[Data entries]
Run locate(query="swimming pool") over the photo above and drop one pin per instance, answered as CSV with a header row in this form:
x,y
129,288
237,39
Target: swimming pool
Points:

OBJECTIVE
Show each line of the records that contains the string "swimming", treating uppercase and lowercase as different.

FINISHED EXERCISE
Run locate(query="swimming pool") over the photo above and drop one pin per instance, answered as CSV with a header row in this form:
Target: swimming pool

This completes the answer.